Work instructions:
Return the part of the director compensation passage from "Initial Election Compensation" to "set forth below.", copied word for word.
Excerpted passage Start Marker
Initial Election Compensation
Each Outside Director who is initially elected to the Board on or after December 17, 2020, shall receive equity or equity‑based awards (“Initial Election Awards”) under the 2019 Plan as set forth below.


Timing of Grant
Initial Election Awards shall be granted to an Outside Director as of the date of the in person or telephonic meeting of the Board at which the Outside Director is initially elected or, if later, as of the effective date of the election. If, however, such proposed grant date occurs during a quarter- or year-end trading blackout period under Chembio’s Insider Trading Policy or the Board otherwise determines (after consultation with Chembio’s legal counsel to the extent the Committee deems appropriate) that potential market timing or other legal or accounting issues make it inappropriate or undesirable to grant the Initial Election Awards as of such proposed grant date, then the grant date instead shall be the first Monday that follows the date on which Chembio next files an Annual Report on Form 10‑K or Quarterly Report on Form 10‑Q with the SEC (or, if such Monday is not a trading day, the next succeeding trading day).
Excerpted passage End Marker
Recorded information Start Marker
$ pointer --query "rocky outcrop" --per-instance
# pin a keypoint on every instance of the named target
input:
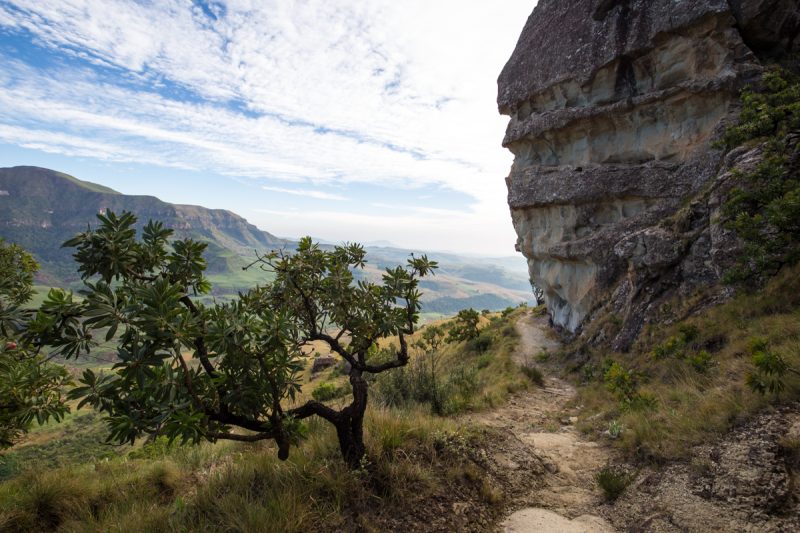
Recorded information End Marker
Worked solution:
Initial Election Compensation
Each Outside Director who is initially elected to the Board on or after December 17, 2020, shall receive equity or equity‑based awards (“Initial Election Awards”) under the 2019 Plan as set forth below.